List every line of the entries below that contains the string "wall". Case counts.

Region annotation entries
□ □ □ □ □

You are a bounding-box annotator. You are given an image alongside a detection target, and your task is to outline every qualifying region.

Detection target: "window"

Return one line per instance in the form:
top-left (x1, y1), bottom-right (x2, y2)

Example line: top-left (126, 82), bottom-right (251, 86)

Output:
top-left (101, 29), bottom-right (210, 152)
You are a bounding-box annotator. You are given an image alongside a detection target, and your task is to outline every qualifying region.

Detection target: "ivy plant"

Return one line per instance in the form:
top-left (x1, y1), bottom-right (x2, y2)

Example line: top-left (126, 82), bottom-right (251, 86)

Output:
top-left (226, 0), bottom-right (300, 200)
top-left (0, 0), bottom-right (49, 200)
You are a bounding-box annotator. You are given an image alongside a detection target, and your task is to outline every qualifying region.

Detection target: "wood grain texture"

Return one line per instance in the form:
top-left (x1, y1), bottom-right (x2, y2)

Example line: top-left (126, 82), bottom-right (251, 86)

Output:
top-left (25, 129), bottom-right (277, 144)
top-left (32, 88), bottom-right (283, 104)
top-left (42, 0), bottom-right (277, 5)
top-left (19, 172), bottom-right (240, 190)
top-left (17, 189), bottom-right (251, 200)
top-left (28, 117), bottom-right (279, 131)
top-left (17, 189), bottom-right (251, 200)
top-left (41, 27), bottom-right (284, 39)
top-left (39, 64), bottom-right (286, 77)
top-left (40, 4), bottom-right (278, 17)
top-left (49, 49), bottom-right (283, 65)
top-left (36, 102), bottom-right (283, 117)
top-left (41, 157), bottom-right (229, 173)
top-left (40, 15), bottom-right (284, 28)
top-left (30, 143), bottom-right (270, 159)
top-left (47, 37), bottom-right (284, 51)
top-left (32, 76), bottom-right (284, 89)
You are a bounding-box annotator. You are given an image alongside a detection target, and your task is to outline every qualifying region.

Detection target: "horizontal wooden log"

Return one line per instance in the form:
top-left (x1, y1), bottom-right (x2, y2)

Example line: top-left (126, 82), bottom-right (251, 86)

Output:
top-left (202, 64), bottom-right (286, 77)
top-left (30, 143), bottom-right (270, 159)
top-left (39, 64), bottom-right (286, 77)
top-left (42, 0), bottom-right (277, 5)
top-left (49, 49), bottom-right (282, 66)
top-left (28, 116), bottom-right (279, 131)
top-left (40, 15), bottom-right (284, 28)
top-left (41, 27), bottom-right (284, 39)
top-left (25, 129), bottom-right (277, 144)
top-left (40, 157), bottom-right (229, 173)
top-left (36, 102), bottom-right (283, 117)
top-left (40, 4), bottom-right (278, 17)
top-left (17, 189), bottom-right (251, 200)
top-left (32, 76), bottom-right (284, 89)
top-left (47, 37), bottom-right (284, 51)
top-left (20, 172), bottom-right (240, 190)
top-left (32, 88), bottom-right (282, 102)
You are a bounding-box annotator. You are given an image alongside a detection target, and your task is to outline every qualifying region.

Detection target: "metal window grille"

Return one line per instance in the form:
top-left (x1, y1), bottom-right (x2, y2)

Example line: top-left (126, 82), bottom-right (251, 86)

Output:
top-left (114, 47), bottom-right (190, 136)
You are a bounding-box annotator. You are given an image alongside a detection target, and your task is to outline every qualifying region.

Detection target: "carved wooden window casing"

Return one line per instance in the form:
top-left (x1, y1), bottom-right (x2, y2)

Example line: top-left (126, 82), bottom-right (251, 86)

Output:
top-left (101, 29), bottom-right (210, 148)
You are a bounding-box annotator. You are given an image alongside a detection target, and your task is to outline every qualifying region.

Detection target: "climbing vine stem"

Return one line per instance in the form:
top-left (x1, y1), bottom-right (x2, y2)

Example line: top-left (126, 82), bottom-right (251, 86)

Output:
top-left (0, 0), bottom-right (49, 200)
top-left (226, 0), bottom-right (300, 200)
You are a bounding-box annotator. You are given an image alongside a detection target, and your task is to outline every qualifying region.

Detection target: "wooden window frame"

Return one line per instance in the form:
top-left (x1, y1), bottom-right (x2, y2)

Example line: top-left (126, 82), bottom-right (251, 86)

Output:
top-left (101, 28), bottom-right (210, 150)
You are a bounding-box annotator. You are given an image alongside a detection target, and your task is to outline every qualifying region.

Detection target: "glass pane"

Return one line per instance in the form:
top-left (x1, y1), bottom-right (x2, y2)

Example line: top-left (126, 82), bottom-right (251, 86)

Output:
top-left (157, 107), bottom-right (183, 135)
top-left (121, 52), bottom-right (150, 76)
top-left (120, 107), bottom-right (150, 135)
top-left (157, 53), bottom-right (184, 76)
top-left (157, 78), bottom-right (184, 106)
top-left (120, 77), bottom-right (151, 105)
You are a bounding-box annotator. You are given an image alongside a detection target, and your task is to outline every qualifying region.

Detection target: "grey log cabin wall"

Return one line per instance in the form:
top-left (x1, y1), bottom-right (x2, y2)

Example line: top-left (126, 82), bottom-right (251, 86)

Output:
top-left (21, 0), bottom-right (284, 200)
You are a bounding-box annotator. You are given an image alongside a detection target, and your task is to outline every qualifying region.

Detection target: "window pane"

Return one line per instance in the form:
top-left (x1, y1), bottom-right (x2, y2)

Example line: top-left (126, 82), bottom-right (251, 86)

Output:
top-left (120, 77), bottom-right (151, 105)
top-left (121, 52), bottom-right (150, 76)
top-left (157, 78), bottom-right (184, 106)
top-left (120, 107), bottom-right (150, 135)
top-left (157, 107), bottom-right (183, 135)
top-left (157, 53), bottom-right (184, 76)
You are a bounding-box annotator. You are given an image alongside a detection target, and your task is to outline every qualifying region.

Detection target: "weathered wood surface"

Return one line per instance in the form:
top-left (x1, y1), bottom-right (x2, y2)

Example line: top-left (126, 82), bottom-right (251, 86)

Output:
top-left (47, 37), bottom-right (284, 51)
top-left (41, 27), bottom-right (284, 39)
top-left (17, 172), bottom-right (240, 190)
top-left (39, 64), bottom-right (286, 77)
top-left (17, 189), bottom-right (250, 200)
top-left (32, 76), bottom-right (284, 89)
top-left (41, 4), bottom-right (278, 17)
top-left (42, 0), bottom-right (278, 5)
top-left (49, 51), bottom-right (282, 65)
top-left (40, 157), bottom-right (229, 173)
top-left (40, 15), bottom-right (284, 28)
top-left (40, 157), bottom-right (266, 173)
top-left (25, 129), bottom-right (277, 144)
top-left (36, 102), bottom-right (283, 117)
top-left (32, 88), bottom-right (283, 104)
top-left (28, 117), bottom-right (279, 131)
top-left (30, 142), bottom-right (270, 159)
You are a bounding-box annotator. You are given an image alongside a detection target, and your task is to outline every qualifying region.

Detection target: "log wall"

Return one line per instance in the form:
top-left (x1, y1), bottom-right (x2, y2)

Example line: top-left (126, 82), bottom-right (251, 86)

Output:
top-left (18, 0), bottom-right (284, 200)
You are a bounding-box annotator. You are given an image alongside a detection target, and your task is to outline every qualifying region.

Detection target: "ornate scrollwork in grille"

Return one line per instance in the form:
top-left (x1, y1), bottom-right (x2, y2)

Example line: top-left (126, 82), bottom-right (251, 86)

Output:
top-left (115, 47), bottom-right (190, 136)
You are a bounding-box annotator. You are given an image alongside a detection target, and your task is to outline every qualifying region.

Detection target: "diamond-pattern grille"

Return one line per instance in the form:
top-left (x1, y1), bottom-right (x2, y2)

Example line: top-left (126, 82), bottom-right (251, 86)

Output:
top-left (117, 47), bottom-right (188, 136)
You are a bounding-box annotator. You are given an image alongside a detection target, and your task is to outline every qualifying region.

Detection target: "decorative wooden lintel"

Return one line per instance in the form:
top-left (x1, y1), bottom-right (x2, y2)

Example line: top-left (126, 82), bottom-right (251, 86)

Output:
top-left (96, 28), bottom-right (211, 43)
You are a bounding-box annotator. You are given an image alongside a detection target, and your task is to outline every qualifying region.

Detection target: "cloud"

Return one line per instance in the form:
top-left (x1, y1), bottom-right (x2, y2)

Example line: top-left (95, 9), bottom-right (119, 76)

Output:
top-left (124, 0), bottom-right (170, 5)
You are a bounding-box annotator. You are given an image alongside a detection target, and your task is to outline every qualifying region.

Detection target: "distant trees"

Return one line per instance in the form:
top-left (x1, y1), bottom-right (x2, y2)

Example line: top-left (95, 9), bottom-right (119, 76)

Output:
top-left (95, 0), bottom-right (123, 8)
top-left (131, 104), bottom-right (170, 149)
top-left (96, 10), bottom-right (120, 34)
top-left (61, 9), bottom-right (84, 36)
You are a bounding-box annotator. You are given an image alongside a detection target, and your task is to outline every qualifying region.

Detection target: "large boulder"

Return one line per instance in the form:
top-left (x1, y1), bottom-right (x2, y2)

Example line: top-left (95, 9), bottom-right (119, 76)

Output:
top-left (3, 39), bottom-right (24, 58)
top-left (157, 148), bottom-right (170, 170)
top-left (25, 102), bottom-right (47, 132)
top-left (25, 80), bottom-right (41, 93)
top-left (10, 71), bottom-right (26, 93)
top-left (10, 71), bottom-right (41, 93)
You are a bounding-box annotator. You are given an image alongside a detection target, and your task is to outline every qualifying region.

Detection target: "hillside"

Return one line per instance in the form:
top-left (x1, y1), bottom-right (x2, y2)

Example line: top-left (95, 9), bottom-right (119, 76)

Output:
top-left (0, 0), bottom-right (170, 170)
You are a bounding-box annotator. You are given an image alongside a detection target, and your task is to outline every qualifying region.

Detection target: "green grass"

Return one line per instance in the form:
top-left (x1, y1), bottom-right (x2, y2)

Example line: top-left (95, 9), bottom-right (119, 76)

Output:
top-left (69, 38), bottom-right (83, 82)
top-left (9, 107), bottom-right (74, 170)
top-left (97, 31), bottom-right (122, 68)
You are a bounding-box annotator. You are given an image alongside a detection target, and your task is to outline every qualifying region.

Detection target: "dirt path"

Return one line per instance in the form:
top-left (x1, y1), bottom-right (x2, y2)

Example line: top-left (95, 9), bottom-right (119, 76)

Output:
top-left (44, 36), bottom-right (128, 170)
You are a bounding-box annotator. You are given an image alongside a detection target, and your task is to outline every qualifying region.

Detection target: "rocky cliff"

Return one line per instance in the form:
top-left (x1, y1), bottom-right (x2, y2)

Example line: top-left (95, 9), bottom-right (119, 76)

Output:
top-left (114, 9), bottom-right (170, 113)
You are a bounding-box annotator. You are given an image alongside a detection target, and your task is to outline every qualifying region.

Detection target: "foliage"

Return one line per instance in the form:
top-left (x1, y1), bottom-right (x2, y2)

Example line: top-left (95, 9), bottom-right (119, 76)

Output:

□ □ □ □ □

### RESULT OF THE EXERCISE:
Detection target: "grey log cabin wall"
Detection target: "log wall"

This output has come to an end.